---- RECORDS FOR THE EXERCISE

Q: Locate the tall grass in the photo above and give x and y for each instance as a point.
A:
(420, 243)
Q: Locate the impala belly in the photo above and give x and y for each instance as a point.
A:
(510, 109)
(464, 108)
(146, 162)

--------

- _TASK STATEMENT_: Each line of the listing needs to be transcribed exactly.

- _SOLVED EXERCISE_:
Q: Locate the tall grass in the photo above and give x and y for each instance as a point.
A:
(420, 243)
Q: Locate the impala belly in the photo above and give x and y for each instance as a point.
A:
(510, 109)
(464, 108)
(146, 162)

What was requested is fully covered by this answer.